● **Directives**
**A.** Decide whether each statement agrees with the Nader commentary, answering yes or no and quoting the words that settle it: (i) The writer once drove back to Colgate University in a snowstorm. (ii) Nader first said "Uncle Tom" on Fox News. (iii) Nader refused to take back the words when Smith gave him the chance.
**B.** Supply what comes next in the Nader commentary, picking up after its final sentence.

● **Selection**
## start

Yes, Ralph Nader ran again and place bets now that he’ll run in 2012 or beyond, even if he has to be wheeled from appearance to appearance. This year he received a sliver of the kind of support he got at the ballot box, which in itself would have been enough to decrease his shrinking legacy. But on election night 2008 he seemed determined to reduce his legacy even more.

On election night — as even GOP strategist Karl Rove expressed awe at the historical moment and Obama’s achievement — Nader framed Obama’s choice in a way that raised eyebrows. Watch the video below showing Ralph Nader with Fox News’ Shepard Smith, one of the network’s most unpredictable and watchable anchors. Watch Smith frame Nader’s role in 2000 and this year in a way that many voters now feel — and watch his response to Nader’s comment about Obama.

PERSONAL NOTE: Watching Ralph Nader now is very painful for many of us who grew up in the 1960s. I can remember driving from my parent’s house in Woodbridge, CT back to Colgate University in Hamilton, New York in a brutal snowstorm, listening to a newscast detail the latest battle of a young crusading Connecticut lawyer named Ralph Nader. Many baby boomers wanted to be just like him. When Nader ran for President in 2000 — like him or not — it was all about content. Since then, Nader seems to be all about someone who craves attention.

His legacy was already diminished by election day. His comments here reduce it even more. And, yet, he doesn’t seem to realize the impact of the way he framed his question, and the inappropriateness of his language.

From Tim Goodman at The San Francisco Chronicle:

As if Ralph Nader wasn’t a big enough tool already, he went on Fox News on election night – the very night Barack Obama broke the racial barrier on the presidency – and uttered the words “Uncle Tom.” Not only that, after being called out on the words (which he initially said in a radio interview) by Fox News anchor Shepard Smith – and given a point-blank chance to apologize and take them back, Nader said he wouldn’t. It’s a stunning bit of television and a lot of people missed it. (No doubt a good portion of the Bay Area, not exactly a bastion of Fox News watchers, did). Up until he spewed out the words, the biggest shocker in this scenario was A) That anybody still cared enough to talk to a washed-up political hack like Nader and B) That Nader could actually hear Smith call him on the offensive language. Nader rarely stops his mouth moving – he’s always so caught up in his monotonous blather and meritless belief that he’s making points people want to listen to.

Give Shep Smith a lot of credit here. “Really? Ralph Nader – what was that?” And then he just fried Nader. (I love the look on his face when Nader calls him a bully – it’s that same look people should be giving Nader right about now for completely not getting it.)

## end

● **Data records**
## start

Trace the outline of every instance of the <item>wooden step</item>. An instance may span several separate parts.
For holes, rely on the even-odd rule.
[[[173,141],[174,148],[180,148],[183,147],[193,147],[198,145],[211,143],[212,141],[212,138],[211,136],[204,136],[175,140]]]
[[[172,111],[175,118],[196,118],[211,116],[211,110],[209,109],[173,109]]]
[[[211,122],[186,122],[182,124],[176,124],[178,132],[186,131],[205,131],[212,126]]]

## end

● **Expected answers**
**A.**
(i) Yes: "I can remember driving from my parent’s house in Woodbridge, CT back to Colgate University in Hamilton, New York in a brutal snowstorm"
(ii) No: "(which he initially said in a radio interview)"
(iii) Yes: "given a point-blank chance to apologize and take them back, Nader said he wouldn’t"

**B.**
So, let’s go to the big board here for the tally: Nader helps the Democrats lose the election in 2000 and then slanders the Democratic winner in 2008? Well played, Ralph. At least this moment brings you (temporarily) back out of obscurity and irrelevance.

Tim Molloy at TV Guide writes:

Dubious congratulations are in order: Ralph Nader became the first public figure to make an inflammatory public remark about our first African-American president, telling a Fox News affiliate that Barack Obama has to choose between being “Uncle Sam for the people of this country, or Uncle Tom for the giant corporations.”

Grilled by Fox’s Shepard Smith early Wednesday morning, after the election was decided, Nader declined to back down from the remark, which he made in an earlier interview on Election Day.

“Really,” Smith said after playing a clip of Nader’s remarks. “Ralph Nader, what was that?”

Nader continued to press his point – Obama is too beholden to corporate interests – without acknowledging that many find the term Uncle Tom offensive. (Taken from Uncle Tom’s Cabin, the 1852 anti-slavery novel by Harriet Beecher Stowe, the term is used to accuse a black person of behaving subserviently.)

Smith soon cut Nader off: “You had a number of supporters out there, you were running a percentage, this year you were reduced to irrelevant and I just wonder if that’s what you want your legacy to be: the man who on the night that the first African-American president in the history of this nation was elected, you ask if he’s going to be Uncle Sam or Uncle Tom. Stunning.”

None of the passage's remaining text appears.